PROBLEM STATEMENT:
Please print every record below exactly as it reads.

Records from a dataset

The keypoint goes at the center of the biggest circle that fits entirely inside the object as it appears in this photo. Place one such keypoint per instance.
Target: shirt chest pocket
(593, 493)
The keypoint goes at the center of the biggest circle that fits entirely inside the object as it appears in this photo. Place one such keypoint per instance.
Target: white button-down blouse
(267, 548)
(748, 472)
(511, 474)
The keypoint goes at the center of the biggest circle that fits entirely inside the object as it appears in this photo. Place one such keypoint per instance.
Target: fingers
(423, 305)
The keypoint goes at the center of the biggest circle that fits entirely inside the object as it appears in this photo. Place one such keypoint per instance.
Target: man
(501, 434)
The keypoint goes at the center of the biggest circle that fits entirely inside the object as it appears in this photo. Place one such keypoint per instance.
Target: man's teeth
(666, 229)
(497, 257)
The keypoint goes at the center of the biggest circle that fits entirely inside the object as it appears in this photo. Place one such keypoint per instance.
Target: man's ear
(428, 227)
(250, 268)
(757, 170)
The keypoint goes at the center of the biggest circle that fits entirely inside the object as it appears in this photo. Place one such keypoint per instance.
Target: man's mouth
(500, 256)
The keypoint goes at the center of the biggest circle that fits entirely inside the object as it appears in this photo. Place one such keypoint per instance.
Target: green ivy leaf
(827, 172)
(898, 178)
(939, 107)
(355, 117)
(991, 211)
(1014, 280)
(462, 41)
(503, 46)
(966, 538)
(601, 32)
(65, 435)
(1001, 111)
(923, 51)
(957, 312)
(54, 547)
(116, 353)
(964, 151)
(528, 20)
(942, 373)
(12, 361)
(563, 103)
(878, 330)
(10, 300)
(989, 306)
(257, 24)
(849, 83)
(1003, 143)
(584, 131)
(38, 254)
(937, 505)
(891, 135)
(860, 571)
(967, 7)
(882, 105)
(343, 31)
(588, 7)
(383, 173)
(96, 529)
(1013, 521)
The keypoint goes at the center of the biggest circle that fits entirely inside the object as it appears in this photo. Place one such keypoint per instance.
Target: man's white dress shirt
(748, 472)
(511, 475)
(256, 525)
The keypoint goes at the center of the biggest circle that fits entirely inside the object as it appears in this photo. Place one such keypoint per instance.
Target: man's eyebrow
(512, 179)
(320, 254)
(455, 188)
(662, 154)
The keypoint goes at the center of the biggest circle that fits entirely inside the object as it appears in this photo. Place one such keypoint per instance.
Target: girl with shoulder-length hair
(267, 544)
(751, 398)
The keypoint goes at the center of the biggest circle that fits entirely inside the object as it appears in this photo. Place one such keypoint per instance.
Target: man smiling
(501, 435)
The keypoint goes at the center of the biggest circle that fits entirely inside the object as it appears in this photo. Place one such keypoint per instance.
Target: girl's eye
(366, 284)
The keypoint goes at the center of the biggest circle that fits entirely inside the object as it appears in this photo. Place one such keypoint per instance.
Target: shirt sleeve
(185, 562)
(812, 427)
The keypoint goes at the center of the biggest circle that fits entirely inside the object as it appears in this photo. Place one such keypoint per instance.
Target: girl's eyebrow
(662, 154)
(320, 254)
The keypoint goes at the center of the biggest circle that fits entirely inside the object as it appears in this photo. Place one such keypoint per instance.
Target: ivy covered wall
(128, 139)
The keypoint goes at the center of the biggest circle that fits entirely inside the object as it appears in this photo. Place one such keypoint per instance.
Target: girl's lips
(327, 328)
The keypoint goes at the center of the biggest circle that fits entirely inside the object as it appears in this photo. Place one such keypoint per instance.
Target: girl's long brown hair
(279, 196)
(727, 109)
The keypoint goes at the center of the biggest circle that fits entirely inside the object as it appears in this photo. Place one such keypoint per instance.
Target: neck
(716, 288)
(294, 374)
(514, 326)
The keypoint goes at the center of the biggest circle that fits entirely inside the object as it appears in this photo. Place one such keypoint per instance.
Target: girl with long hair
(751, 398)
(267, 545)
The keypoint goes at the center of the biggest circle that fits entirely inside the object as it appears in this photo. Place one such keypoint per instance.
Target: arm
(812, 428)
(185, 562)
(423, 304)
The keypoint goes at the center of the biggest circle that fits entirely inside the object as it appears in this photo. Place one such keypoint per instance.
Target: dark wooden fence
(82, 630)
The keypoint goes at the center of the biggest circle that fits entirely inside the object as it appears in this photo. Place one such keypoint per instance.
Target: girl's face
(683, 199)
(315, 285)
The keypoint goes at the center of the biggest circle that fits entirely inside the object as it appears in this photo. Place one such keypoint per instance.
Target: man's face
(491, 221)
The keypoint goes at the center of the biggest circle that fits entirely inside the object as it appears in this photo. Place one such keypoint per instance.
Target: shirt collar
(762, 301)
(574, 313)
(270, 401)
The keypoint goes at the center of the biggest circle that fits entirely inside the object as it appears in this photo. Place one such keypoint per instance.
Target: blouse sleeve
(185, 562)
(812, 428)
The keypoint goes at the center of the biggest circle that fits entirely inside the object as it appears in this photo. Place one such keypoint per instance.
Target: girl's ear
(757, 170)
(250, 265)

RESPONSE AREA:
The keypoint goes at the center of the biggest circle that fits entirely inside the object as it appears in this photo. Place one such keypoint per instance.
Target: shirt chest pocket
(593, 493)
The keypoint goes at the center of the biggest circle that fits entirely inside the object as it appears in this photo. Place one such keypoint per instance.
Target: white button-down blouse
(267, 548)
(748, 472)
(511, 474)
The keypoint goes at the center of the biggest circle that fits entirely inside the object as it appears in this photo. Place one such keypoint per instance.
Target: fingers
(423, 305)
The keypoint goes at the center of the biggest circle that fits entirely inside the object as it appears in this photo. Place one such keypoint per instance.
Target: man
(501, 434)
The keypoint goes at the center of the biggest circle that fits entirely inside the object as it appears in this photo. Place one such keypoint per instance.
Target: man's teeth
(666, 229)
(497, 257)
The keypoint goes at the center of the biggest circle that fits entirely inside the object as it appears in this photo. Place one such keypoint per instance.
Target: man's ear
(428, 227)
(250, 268)
(757, 170)
The keypoint goes at the center of the biggest circle that fits entirely inside the object as it appears in this photo. Place one such keypoint per instance.
Target: man's mouth
(500, 256)
The keypoint goes at the center of the biggest circle that fits entirely inside the object as it appears in this photo. Place one such keypoint per instance.
Target: green ivy leaf
(827, 172)
(898, 178)
(939, 107)
(355, 117)
(991, 211)
(1014, 280)
(462, 41)
(503, 46)
(966, 538)
(601, 32)
(65, 435)
(1001, 111)
(923, 51)
(957, 312)
(54, 547)
(116, 353)
(964, 151)
(528, 20)
(942, 373)
(12, 361)
(563, 103)
(878, 330)
(10, 300)
(989, 306)
(257, 24)
(849, 83)
(1003, 143)
(584, 131)
(38, 254)
(937, 505)
(891, 135)
(860, 571)
(967, 7)
(882, 105)
(343, 31)
(588, 7)
(383, 173)
(96, 529)
(1013, 521)
The keypoint goes at the center of the biggest circle that fits entirely inside the object as it appears in this photo. Place one such keypoint per instance.
Target: man's white dress shirt
(748, 472)
(511, 475)
(256, 525)
The keypoint goes at the center of the biggest circle that fits entirely inside the object as it appears in this photo. Place one such keypoint per instance.
Target: man's eyebrow
(512, 179)
(320, 254)
(455, 188)
(662, 154)
The keypoint goes at the center of the biggest circle that fits entirely inside the object as it appears in this photo. Place one such keypoint per instance.
Target: girl with shoulder-length hair
(267, 544)
(751, 398)
The keypoint goes at the center of the biggest circle that fits entirely inside the object as it appears in this photo. Place one such keypoint per instance.
Target: man smiling
(501, 435)
The keypoint goes at the center of the biggest circle that fits entirely inside the object as it appears in this photo. Place one such keypoint per instance.
Target: girl's eye
(366, 284)
The keypoint goes at the center of the biggest circle that fits entirely inside the object as it appears in this photo. Place one such keypoint per instance.
Target: shirt sleeve
(185, 562)
(812, 427)
The keypoint goes at the center of the biggest circle that fits entirely inside the object as it appears in this photo. Place one such keypoint per instance.
Target: girl's eyebrow
(662, 154)
(320, 254)
The keypoint goes at the center of the biggest circle that fits entirely inside the object as it appears in this photo. Place one such keypoint per instance.
Target: ivy covered wall
(128, 139)
The keypoint goes at the center of the biggest circle that fits entirely inside the object as it appears in this photo. Place one such keypoint per instance.
Target: girl's lips
(327, 328)
The keypoint goes at the center of the biggest circle that fits entirely inside the object as it appears in this photo. Place one such keypoint per instance.
Target: girl's long brown hair
(279, 196)
(727, 109)
The keypoint goes at the center of the biggest circle that fits entirely inside the object as it appears in this photo. Place one such keypoint per instance.
Target: neck
(716, 288)
(294, 374)
(514, 326)
The keypoint goes at the center of the biggest circle that fits entirely inside the object as it appears in this photo. Place one such keypoint per instance.
Target: girl with long hair
(751, 398)
(267, 545)
The keypoint goes at the center of the biggest circle that fits entirely inside the object as it appears in this photo. Place one such keypoint per instance.
Target: arm
(812, 428)
(185, 562)
(423, 304)
The keypoint goes at the center of the biggest circle that fits entirely inside the object as it appears in this photo. Place one such keypoint per instance.
Target: dark wooden fence
(82, 630)
The keypoint goes at the center of the biggest circle that fits entirely inside the object as it appears in this photo. Place one such keypoint per instance.
Target: girl's face
(683, 199)
(315, 285)
The keypoint goes at the center of the biggest circle that fits entirely inside the object as it appears in this photo. Place one such keypoint per instance.
Target: man's face
(491, 221)
The keypoint goes at the center of the biggest circle that fits entirely inside the object as it appears in this photo. Place one such keypoint per instance.
Target: shirt collar
(762, 301)
(574, 313)
(270, 401)
The keypoint goes at the center of the biggest circle that fits entirely inside the object as it appears in this photo. Place one such keypoint per instance.
Target: blouse sleeve
(185, 562)
(812, 428)
The keypoint goes at the center of the biggest circle that fits entirely inside the object as it appears in this photo. Place one such keypoint per instance.
Target: girl's ear
(757, 170)
(250, 265)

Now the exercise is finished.